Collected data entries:
==================================================

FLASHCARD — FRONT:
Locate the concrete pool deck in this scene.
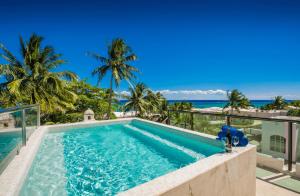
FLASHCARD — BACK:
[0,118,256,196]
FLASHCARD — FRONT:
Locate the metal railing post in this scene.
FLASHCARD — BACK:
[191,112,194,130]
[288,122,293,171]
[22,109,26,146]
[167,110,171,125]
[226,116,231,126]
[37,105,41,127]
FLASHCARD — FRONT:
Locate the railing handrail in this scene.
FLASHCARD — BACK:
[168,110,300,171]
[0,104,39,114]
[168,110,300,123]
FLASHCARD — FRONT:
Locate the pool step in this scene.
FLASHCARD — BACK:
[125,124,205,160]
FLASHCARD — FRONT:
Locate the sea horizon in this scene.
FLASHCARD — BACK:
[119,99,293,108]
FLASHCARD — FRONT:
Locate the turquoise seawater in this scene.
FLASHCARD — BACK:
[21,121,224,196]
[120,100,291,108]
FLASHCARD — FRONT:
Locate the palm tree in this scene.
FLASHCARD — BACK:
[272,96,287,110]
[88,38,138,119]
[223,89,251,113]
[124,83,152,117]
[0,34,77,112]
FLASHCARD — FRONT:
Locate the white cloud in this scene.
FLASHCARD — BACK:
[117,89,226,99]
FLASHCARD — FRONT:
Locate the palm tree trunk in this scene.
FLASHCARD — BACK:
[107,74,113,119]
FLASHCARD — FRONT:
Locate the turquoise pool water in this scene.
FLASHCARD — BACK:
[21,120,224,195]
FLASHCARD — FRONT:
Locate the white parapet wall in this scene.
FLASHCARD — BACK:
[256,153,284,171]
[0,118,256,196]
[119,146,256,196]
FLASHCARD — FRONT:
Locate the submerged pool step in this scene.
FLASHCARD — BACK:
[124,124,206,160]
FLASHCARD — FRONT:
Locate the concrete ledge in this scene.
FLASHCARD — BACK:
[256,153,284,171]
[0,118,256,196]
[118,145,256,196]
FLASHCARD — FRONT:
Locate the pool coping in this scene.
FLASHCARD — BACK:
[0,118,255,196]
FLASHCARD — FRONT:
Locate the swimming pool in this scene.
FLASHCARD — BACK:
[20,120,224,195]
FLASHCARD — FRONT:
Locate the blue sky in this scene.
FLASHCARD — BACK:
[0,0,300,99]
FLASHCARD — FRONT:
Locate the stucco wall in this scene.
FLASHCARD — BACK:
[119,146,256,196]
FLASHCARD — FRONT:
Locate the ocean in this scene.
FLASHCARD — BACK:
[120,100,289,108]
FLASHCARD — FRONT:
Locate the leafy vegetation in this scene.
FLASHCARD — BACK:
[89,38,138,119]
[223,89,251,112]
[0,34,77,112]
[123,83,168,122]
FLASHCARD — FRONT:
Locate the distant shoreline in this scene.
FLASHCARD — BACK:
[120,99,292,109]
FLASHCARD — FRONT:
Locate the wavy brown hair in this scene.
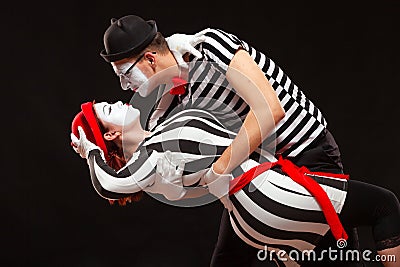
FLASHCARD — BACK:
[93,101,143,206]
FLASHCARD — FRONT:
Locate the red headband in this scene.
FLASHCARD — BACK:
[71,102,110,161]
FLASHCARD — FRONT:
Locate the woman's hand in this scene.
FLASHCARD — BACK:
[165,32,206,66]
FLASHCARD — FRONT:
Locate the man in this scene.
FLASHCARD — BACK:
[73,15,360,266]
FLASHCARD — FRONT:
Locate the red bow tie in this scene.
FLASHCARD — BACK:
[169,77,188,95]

==================================================

GIVEN EXERCISE:
Switch "Locate" to "Find" in the items, starting with the first line and going on through the line containing "[120,100,291,108]". Reproduce those lines otherwise unchanged, and leave the pictures out.

FULL SOLUTION:
FLASHCARD — FRONT:
Find the concrete pool deck in this scene.
FLASHCARD — BACK:
[0,118,256,196]
FLASHCARD — FRONT:
Find the metal railing post in this scene.
FLASHCARD — BACK:
[191,112,194,130]
[288,122,293,171]
[22,109,26,146]
[167,110,171,125]
[226,116,231,126]
[37,105,41,127]
FLASHCARD — FRONT:
Find the railing handrail in this scene.
FLASHCARD — BACK:
[168,110,300,171]
[0,104,39,114]
[168,110,300,123]
FLASHCARD — FRONT:
Find the pool step in this scene.
FLASHCARD — BACK:
[125,124,205,160]
FLASHCARD — FRONT:
Find the sea horizon in this scene.
FLASHCARD — BACK:
[119,99,293,108]
FLASHCARD — FRONT:
Find the turquoise seawater in this scene.
FLASHCARD — BACK:
[21,121,224,196]
[120,100,291,108]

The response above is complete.